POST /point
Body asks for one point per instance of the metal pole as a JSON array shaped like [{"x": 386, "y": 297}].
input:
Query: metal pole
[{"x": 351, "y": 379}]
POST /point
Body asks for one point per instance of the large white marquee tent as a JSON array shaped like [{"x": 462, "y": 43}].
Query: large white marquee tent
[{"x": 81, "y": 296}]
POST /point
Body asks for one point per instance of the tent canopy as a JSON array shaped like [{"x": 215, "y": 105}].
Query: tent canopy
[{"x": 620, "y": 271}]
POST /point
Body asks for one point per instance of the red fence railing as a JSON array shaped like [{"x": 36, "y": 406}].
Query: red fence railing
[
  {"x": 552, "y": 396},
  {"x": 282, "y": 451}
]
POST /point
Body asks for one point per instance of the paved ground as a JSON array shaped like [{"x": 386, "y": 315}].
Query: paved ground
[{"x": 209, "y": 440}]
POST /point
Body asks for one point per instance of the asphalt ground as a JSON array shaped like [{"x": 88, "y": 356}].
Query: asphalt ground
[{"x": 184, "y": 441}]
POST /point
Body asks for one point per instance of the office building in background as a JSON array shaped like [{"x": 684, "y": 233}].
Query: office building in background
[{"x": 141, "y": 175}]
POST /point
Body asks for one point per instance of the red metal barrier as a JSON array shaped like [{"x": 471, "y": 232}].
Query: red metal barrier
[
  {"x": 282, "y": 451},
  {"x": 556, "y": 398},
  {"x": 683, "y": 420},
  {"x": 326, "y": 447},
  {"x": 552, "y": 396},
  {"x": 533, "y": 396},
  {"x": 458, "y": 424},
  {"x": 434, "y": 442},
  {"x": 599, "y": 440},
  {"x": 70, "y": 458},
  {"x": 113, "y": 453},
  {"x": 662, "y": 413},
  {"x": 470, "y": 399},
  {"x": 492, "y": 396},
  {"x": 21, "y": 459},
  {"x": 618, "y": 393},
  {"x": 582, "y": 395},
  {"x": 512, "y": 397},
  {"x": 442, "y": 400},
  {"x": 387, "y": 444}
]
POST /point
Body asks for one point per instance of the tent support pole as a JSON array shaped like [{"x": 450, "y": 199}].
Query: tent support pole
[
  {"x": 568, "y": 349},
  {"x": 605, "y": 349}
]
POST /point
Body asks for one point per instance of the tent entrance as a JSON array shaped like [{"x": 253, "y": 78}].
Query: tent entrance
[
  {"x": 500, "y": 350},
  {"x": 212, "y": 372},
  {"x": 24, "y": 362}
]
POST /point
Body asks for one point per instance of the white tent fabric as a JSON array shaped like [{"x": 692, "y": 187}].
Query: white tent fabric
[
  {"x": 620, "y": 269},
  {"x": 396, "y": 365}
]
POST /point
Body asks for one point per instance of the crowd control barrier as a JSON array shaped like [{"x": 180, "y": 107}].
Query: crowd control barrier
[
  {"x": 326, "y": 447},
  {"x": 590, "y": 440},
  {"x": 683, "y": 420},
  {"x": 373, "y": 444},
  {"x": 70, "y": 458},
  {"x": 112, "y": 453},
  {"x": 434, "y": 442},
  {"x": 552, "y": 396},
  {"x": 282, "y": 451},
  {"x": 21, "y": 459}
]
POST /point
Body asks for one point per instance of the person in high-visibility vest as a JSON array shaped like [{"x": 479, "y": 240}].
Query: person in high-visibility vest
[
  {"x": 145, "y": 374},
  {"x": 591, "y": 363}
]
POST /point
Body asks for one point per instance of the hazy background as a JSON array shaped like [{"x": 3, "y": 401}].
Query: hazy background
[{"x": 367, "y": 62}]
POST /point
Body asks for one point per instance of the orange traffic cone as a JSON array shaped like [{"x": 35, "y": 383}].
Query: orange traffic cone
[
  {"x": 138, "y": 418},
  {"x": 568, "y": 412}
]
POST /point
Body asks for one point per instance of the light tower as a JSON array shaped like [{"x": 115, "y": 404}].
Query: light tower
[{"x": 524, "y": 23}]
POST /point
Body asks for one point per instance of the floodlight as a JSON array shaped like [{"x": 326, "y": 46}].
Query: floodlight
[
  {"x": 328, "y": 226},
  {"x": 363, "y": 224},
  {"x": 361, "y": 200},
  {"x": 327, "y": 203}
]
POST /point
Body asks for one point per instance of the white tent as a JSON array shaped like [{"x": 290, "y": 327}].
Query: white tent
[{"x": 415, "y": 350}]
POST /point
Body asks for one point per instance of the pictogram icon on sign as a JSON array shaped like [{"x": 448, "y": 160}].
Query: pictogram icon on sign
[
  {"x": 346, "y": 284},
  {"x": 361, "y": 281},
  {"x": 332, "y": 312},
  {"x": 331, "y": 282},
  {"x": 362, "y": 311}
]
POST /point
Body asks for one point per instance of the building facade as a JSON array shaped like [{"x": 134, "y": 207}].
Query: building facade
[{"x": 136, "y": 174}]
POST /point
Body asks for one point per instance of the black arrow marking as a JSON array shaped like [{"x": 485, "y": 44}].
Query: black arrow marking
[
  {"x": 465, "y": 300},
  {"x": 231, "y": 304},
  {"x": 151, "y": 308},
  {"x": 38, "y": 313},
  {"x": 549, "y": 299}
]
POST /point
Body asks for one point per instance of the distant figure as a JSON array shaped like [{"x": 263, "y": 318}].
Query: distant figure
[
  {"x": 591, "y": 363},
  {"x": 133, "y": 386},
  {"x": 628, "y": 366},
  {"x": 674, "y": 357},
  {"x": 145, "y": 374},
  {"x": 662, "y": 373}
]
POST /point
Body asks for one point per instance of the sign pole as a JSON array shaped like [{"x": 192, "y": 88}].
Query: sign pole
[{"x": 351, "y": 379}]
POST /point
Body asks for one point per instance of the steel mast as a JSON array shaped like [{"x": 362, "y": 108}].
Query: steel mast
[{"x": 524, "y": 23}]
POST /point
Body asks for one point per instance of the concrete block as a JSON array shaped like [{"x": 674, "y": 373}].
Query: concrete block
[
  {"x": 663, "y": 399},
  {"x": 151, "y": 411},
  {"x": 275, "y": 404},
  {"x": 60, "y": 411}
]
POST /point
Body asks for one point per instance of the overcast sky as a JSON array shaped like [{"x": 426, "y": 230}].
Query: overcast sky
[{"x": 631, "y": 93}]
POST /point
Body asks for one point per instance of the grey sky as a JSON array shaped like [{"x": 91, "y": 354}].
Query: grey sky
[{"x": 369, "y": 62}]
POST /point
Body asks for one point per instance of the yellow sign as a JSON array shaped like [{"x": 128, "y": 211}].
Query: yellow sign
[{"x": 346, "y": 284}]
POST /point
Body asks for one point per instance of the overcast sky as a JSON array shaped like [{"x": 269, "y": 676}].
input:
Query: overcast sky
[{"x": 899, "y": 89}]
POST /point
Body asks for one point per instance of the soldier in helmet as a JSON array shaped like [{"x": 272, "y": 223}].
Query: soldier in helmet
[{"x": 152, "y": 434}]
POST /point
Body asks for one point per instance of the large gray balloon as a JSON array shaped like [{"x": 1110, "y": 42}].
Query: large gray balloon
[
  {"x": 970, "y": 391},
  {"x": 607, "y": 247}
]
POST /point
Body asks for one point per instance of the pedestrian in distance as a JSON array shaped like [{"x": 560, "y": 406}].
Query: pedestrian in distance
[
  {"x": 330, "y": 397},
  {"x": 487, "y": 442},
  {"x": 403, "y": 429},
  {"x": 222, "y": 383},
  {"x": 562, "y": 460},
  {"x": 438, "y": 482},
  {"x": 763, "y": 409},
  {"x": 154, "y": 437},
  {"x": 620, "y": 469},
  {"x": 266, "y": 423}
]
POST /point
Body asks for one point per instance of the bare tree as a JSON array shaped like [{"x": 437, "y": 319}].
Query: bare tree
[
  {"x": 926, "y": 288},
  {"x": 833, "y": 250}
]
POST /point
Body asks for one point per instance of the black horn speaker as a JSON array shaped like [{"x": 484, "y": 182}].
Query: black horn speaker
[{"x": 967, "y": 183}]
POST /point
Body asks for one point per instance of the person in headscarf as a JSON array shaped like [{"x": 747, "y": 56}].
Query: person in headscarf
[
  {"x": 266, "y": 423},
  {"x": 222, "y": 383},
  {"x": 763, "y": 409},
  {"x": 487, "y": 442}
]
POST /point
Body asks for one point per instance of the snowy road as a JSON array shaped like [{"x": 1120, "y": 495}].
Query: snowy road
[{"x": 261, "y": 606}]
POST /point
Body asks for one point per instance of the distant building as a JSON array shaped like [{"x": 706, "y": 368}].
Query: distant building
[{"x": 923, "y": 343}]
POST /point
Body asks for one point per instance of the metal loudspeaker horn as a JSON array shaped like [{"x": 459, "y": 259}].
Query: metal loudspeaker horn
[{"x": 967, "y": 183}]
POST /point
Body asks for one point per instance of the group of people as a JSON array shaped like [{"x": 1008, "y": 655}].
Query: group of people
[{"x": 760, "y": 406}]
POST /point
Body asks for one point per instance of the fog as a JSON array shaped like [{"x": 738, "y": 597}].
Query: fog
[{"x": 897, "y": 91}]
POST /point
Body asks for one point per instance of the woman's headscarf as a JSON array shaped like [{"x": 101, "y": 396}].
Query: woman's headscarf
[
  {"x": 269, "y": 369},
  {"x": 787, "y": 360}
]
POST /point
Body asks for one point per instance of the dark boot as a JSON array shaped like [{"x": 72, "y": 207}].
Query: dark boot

Your instructions:
The answer should be a single number: how many lines of the entries hold "boot".

Reply to the exercise:
2